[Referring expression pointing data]
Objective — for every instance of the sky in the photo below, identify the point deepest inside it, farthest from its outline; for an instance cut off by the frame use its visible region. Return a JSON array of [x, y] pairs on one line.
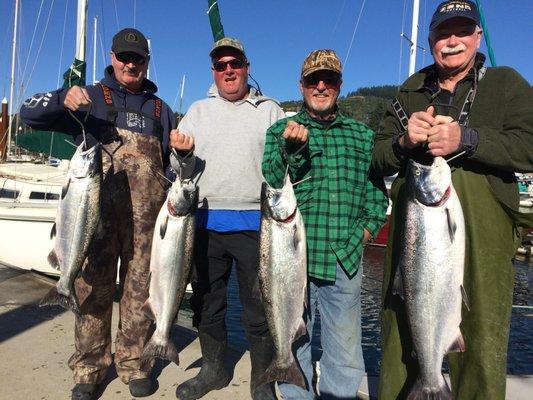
[[277, 35]]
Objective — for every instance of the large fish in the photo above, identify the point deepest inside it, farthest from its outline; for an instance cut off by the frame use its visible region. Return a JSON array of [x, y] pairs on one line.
[[170, 264], [430, 272], [77, 218], [283, 278]]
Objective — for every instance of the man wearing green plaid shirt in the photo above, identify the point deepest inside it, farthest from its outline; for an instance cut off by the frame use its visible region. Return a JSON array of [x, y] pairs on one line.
[[343, 207]]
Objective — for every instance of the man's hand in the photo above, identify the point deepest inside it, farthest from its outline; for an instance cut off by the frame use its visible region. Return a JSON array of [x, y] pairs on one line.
[[295, 132], [367, 237], [180, 141], [76, 97], [444, 137], [418, 128]]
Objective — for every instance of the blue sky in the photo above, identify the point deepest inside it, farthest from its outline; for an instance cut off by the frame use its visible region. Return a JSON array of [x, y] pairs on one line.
[[277, 35]]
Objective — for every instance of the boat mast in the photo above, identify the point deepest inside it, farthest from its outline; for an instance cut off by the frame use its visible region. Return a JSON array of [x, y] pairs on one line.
[[94, 47], [81, 29], [414, 37], [12, 80]]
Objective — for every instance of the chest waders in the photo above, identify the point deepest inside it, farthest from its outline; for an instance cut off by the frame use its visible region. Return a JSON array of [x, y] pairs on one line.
[[492, 236], [132, 193]]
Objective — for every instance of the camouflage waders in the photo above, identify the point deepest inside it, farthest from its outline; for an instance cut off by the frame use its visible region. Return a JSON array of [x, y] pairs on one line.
[[491, 240], [132, 194]]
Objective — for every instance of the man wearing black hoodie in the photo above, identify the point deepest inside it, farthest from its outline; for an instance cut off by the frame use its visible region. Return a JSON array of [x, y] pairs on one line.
[[123, 113]]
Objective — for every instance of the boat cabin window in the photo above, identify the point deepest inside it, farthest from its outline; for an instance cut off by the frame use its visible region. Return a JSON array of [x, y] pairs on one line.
[[44, 196], [9, 194]]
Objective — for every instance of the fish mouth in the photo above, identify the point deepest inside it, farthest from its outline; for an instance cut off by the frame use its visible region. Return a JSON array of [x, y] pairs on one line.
[[443, 199], [289, 218]]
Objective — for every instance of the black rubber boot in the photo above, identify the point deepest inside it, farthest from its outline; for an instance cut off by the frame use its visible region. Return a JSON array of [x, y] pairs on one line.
[[212, 376], [84, 391], [142, 387], [261, 352]]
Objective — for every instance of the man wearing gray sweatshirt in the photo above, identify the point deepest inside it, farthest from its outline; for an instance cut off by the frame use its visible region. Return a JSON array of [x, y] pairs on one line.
[[227, 132]]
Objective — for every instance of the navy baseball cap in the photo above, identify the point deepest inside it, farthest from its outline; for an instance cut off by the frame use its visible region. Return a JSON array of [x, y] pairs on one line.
[[452, 9], [130, 40]]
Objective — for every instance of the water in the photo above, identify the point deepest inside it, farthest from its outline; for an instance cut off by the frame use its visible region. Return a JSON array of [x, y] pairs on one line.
[[520, 355]]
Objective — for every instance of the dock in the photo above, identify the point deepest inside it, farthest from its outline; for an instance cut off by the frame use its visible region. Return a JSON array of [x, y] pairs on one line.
[[35, 344]]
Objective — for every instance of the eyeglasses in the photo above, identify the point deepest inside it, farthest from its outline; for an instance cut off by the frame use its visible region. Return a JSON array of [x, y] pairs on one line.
[[127, 58], [236, 63], [312, 81]]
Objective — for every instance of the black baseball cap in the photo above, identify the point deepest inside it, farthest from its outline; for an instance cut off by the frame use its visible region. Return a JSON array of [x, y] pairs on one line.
[[452, 9], [130, 40]]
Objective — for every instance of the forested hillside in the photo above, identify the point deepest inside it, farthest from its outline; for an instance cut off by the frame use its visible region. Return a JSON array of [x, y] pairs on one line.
[[366, 104]]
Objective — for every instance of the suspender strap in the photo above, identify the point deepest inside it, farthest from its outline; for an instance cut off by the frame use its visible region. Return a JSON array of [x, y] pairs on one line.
[[400, 113], [465, 110], [107, 95], [467, 105], [157, 108], [113, 111]]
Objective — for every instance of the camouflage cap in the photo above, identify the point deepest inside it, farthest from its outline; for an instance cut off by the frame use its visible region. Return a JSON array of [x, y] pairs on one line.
[[321, 59], [227, 42]]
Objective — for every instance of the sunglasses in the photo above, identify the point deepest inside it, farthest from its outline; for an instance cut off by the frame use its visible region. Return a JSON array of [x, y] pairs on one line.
[[127, 58], [312, 81], [236, 63]]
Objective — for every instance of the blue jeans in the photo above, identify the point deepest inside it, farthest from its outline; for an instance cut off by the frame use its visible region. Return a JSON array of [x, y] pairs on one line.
[[341, 365]]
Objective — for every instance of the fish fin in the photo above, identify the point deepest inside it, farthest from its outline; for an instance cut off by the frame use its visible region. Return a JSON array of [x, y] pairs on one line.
[[420, 392], [465, 298], [147, 310], [64, 189], [165, 350], [397, 285], [290, 374], [458, 344], [53, 231], [301, 330], [163, 227], [452, 226], [53, 297], [53, 260]]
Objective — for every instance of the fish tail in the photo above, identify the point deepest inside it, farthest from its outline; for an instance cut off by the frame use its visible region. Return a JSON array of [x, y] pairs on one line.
[[165, 350], [53, 297], [421, 392], [290, 374]]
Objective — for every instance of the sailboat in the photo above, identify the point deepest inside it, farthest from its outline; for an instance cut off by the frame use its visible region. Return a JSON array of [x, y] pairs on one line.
[[30, 192]]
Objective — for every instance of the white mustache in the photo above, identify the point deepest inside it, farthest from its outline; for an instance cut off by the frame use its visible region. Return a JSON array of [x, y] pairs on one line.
[[453, 50]]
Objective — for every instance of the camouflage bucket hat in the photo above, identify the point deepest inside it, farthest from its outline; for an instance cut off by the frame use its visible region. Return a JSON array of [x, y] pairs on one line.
[[227, 42], [321, 59]]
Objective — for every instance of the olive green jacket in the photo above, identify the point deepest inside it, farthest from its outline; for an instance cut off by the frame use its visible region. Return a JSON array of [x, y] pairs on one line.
[[502, 114]]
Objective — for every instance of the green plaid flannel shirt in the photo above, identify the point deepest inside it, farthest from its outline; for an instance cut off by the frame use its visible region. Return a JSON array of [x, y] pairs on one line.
[[340, 199]]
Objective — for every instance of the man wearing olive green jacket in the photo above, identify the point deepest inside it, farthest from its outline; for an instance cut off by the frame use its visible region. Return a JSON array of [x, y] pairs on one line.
[[458, 106]]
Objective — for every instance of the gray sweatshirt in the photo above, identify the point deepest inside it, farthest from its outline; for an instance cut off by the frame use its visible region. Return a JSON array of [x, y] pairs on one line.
[[229, 140]]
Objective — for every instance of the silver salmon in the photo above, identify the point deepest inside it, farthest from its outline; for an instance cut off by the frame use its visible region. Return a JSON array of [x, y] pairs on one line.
[[430, 272], [77, 219], [170, 265], [283, 279]]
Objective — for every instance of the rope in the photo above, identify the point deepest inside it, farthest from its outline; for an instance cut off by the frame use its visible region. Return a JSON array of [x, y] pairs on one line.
[[33, 37], [401, 44], [22, 90], [486, 34], [355, 30], [341, 12], [116, 14], [62, 45]]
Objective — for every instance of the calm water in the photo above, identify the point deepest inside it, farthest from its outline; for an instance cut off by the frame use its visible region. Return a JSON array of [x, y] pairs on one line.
[[520, 358]]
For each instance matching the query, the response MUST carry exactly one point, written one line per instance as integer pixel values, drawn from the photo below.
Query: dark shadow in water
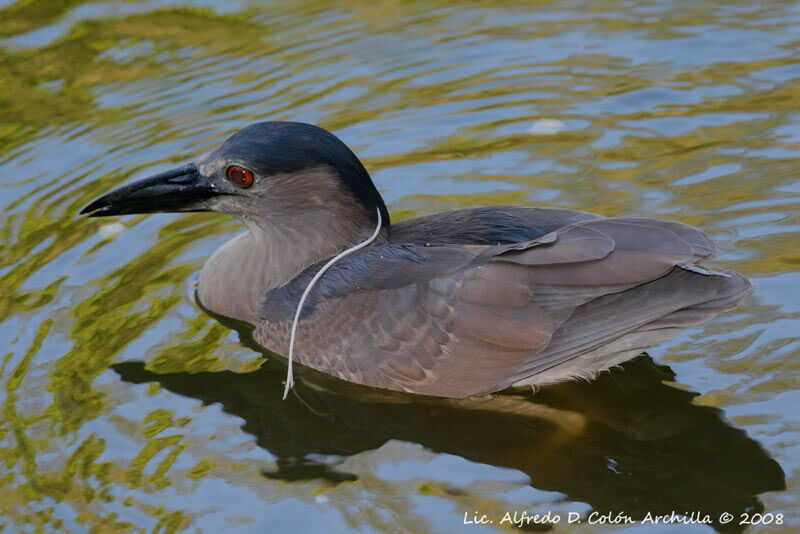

**Work item**
Copy out all the data above exactly as written. Skip the pictures.

**Solution to this problem**
Objective — for every instance of the sky in the photo below, identify the point deepest inside it, farthest from its outline; for an instance cut off by the frame use its visible region. Return a JSON array of [x, y] pairs on one line.
[[277, 35]]
Objective — for every instance of the large fish in the photo above, identify the point deepest inside it, farthest from its outline; for an instance cut off by the frame use its visible region. Return a JSON array of [x, y] pairs on one line.
[[170, 264], [430, 272], [77, 218], [283, 278]]
Objective — for every instance of the man wearing green plaid shirt in the photo above, identify the point deepest inside it, farthest from its outline; for an instance cut off by the frame use its visible region. Return a JSON array of [x, y] pairs on one line.
[[343, 207]]
Objective — for every instance of the man's hand in the photo above, identify the point deepest inside it, farthest from its outline; for an instance cut off by the frame use its visible region. Return a JSON array of [x, y] pairs on one line.
[[295, 132], [367, 237], [180, 141], [76, 97], [444, 137], [418, 128]]
Objective — for every instance of the blue sky in the photo above, identify the point deepest inside it, farthest from its outline; for an instance cut off by the frame use its visible region. Return a JSON array of [x, y] pairs on one line.
[[277, 35]]
Objective — for every instance of the boat mast in the photo above, identify the point deepest inside it, farthest from its outline; for an instance cut off by the frame use its visible region. Return a JSON array of [x, y] pairs on one line.
[[94, 47], [81, 29], [414, 37], [12, 80]]
Objective — for every instance of the chest waders in the photo above, identify the point deepest inside it, farthest from its outline; for an instance cut off by the frame use its visible region. Return a JSON array of [x, y] pairs on one line.
[[492, 236], [132, 193]]
Objective — for every instance of the camouflage waders in the photo above, identify the point deepest inside it, farthest from its outline; for an instance cut off by the frame use its visible region. Return a JSON array of [x, y] pairs on one line.
[[491, 240], [132, 194]]
Objective — for every instance of the man wearing black hoodie in the photo above, identify the point deepest inside it, farthest from its outline; for an instance cut off by the frame use its visible region. Return a JSON array of [x, y] pairs on one line.
[[123, 113]]
Objective — for every instance of the boat cabin window in the photo above, identify the point deepest inside it, farthest from its outline; for an instance cut off by the frame use its visible region. Return a JSON array of [x, y] pairs on one line.
[[44, 196], [9, 194]]
Objective — for every instance of the fish mouth in the photo above, identify the point deepest inside it, farthest from its outline; for an instance cut off by the frame use its visible region. Return a JSON array of [x, y] pairs on one line.
[[443, 199], [289, 218]]
Objective — for every instance of the black rubber boot in the photo above, identify the point deepest inside it, farthest from its outline; for an instance cut off by the frame use its visible region. Return a JSON array of [x, y] pairs on one line.
[[212, 376], [84, 391], [142, 387], [261, 352]]
Objective — for every instance of the man wearing gray sweatshirt in the photo above, identify the point deepest inside it, farthest from its outline; for an instance cut off by the frame use its visible region. Return a JSON array of [x, y] pairs on one line.
[[227, 132]]
Objective — for every instance of the navy baseball cap in the photo above, identify the point deepest inside it, farthest from its outline; for an instance cut off by the frame use its visible region. Return a JSON array of [x, y] pairs on one line.
[[452, 9], [130, 40]]
Objective — for every instance of the water in the photo above, identify the point deepest inside it, farthest from its outline; for an instance cut off by the frame use its visible region. Return a JSON array of [x, y] pairs on one line.
[[520, 355]]
Objective — for every instance of the dock in the photo above, identify the point deepest inside it, farthest from its outline; for an instance cut off by the frame use its visible region. Return a JSON array of [x, y] pairs on one line.
[[35, 344]]
Objective — for every instance of the eyeglasses in the photo above, identify the point deepest inside it, farthest from its outline; for an instance cut off by the frame use its visible region. Return a JSON array of [x, y] pairs on one line.
[[127, 58], [236, 63], [312, 81]]
Objective — for every instance of the black baseball cap in the photo above, identify the point deepest inside it, farthest from its outline; for an instance cut off by the frame use its visible region. Return a JSON array of [x, y] pairs on one line.
[[452, 9], [130, 40]]
Objective — for every instance of the forested hillside in the photo above, identify the point deepest inside it, farthest from its outline; for an instance cut off by the frame use its visible region. Return a JSON array of [x, y] pairs on one line.
[[366, 104]]
Objective — for every instance of the suspender strap in the photo above, identify the point deepest inside it, farthest from its outline; for an instance cut off by the frame use its visible region. Return a JSON array of [x, y] pairs on one line.
[[400, 113], [465, 110], [107, 95], [467, 105], [157, 108], [113, 111]]
Objective — for every instance of the camouflage cap in the photo above, identify the point deepest inside it, farthest from its outline; for an instance cut off by the frame use its visible region. Return a JSON array of [x, y] pairs on one line.
[[321, 59], [227, 42]]
Objective — for every instance of the sunglasses in the photo above, identify the point deepest inside it, farthest from its outline; for an instance cut off by the frame use its visible region. Return a JSON array of [x, y] pairs on one line.
[[127, 58], [312, 81], [236, 63]]
Objective — for every instance of the blue jeans in the photo above, identify the point deepest inside it, farthest from its outline; for an instance cut off by the frame use its visible region. Return a JSON array of [x, y] pairs on one line.
[[341, 365]]
Objective — for every instance of the fish fin in the photo above, identify the point deepest inside it, farthest from its outline; for an instance cut off by the frame use its visible region. Return a JSON array of [x, y] pairs on one line.
[[420, 392], [465, 298], [147, 310], [64, 189], [165, 350], [397, 285], [290, 374], [458, 344], [53, 231], [301, 330], [163, 227], [452, 226], [53, 297], [53, 260]]
Objective — for every instance of the fish tail in the photo above, identify the point deepest inside it, farthest from its outline; for an instance cut off by the frame use its visible region. Return a JSON array of [x, y] pairs on one line.
[[165, 350], [53, 297], [421, 392], [290, 374]]
Objective — for every instance of the sailboat in the photo above, identify the point deepest inside it, farthest from its outline; for an instance cut off by the frame use its visible region. Return a JSON array of [x, y] pairs on one line.
[[30, 192]]
Objective — for every instance of the white mustache in the photo above, identify the point deepest inside it, farthest from its outline; for an instance cut off by the frame use its visible region. Return a JSON array of [x, y] pairs on one line.
[[453, 50]]
Objective — for every instance of the camouflage bucket hat in the photo above, identify the point deepest inside it, farthest from its outline; for an instance cut off by the frame use its visible region. Return a JSON array of [x, y] pairs on one line.
[[227, 42], [321, 59]]
Objective — for every instance of the olive green jacket in the photo above, identify the point deepest inside it, farthest from its outline; for an instance cut off by the frame use its visible region. Return a JSON array of [x, y] pairs on one line.
[[502, 114]]
Objective — for every instance of the green plaid flannel shirt in the photo above, identify the point deepest inside it, farthest from its outline; for an instance cut off by the frame use its visible region. Return a JSON array of [x, y] pairs on one line.
[[340, 199]]
Objective — for every instance of the man wearing olive green jacket in the photo above, identify the point deepest inside it, farthest from its outline; for an instance cut off by the frame use its visible region. Return a JSON array of [x, y] pairs on one line.
[[458, 106]]
Objective — for every instance of the gray sweatshirt in the photo above, identify the point deepest inside it, farthest from its outline; for an instance cut off by the frame use its visible region. Return a JSON array of [x, y] pairs on one line.
[[229, 140]]
Objective — for every instance of the silver salmon in the photo above, identify the point deepest inside it, farthest from its outline; for an instance cut off by the frame use its visible region. Return a JSON array of [x, y] pairs on one line.
[[430, 272], [77, 219], [170, 265], [283, 279]]
Objective — for every instance of the rope in the photo above, identify the point deepest inside it, farthest from its outline; for an instance cut off by the frame use its visible region. Return a JSON array of [x, y] pairs on one line.
[[33, 37], [401, 44], [22, 90], [486, 34], [355, 30], [341, 12], [116, 14], [62, 45]]
Objective — for every instance of the calm water in the photo above, identify the point deepest inside it, farthest from its outline; for an instance cut off by the frame use its visible region. Return a JSON array of [x, y] pairs on one line.
[[520, 358]]
For each instance matching the query, the response MUST carry exactly one point, written one line per instance as integer pixel values, drawn from the photo below.
Query: dark shadow in water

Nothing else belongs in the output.